--- Work to be completed ---
Write out the records below again, switching every "horse" to "pony" and keeping everything else the same.

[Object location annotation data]
--------------------------------

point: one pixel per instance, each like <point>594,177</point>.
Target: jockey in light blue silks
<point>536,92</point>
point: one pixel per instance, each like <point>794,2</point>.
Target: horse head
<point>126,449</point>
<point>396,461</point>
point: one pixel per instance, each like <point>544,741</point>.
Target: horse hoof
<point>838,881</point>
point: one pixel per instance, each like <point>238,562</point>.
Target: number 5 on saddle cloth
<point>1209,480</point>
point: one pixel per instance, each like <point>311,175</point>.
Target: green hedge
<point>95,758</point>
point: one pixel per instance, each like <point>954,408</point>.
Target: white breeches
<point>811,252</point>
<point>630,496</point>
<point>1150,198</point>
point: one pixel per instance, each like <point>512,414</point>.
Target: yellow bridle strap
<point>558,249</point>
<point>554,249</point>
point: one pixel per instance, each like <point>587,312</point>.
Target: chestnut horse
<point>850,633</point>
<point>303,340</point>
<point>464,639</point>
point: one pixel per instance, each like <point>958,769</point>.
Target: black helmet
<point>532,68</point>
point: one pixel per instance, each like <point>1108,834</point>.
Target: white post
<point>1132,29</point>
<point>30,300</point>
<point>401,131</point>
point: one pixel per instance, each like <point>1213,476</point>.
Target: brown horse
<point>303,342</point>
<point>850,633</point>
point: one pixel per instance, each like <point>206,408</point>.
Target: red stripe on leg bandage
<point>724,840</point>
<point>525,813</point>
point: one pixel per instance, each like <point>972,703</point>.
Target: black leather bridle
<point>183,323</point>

--------------------------------

--- Task solution ---
point: one pixel per instance, each like <point>594,177</point>.
Target: jockey in light blue silks
<point>536,92</point>
point: one pixel per instance, each like <point>794,2</point>.
Target: pony head
<point>126,449</point>
<point>396,461</point>
point: one pixel per instance, each like <point>544,741</point>.
Target: pony hoof
<point>838,881</point>
point: one pixel per instance, each like <point>238,562</point>.
Target: number 5 on saddle cloth
<point>1209,480</point>
point: one pixel per instance, each like <point>311,175</point>.
Target: green hedge
<point>95,758</point>
point: one pixel per instance, each like <point>954,408</point>.
Target: white breeches
<point>811,252</point>
<point>630,496</point>
<point>1150,198</point>
point: one pixel per instance, each like <point>512,414</point>.
Target: yellow bridle strap
<point>558,249</point>
<point>554,249</point>
point: one pixel per instance, each like <point>587,312</point>.
Target: chestnut pony
<point>850,633</point>
<point>303,340</point>
<point>464,639</point>
point: one pixel per instance, each like <point>958,769</point>.
Target: black helmet
<point>532,68</point>
point: one pixel per instance, each like <point>1108,834</point>.
Target: white post
<point>1132,29</point>
<point>30,300</point>
<point>401,131</point>
point: one pixel per instance, each like <point>1213,476</point>.
Target: brown pony
<point>303,342</point>
<point>850,633</point>
point: one pixel per instance, each like <point>206,408</point>.
Target: red stripe on leg bandage
<point>724,840</point>
<point>525,813</point>
point: one pixel per instance, each like <point>972,703</point>.
Target: black leather bridle
<point>183,323</point>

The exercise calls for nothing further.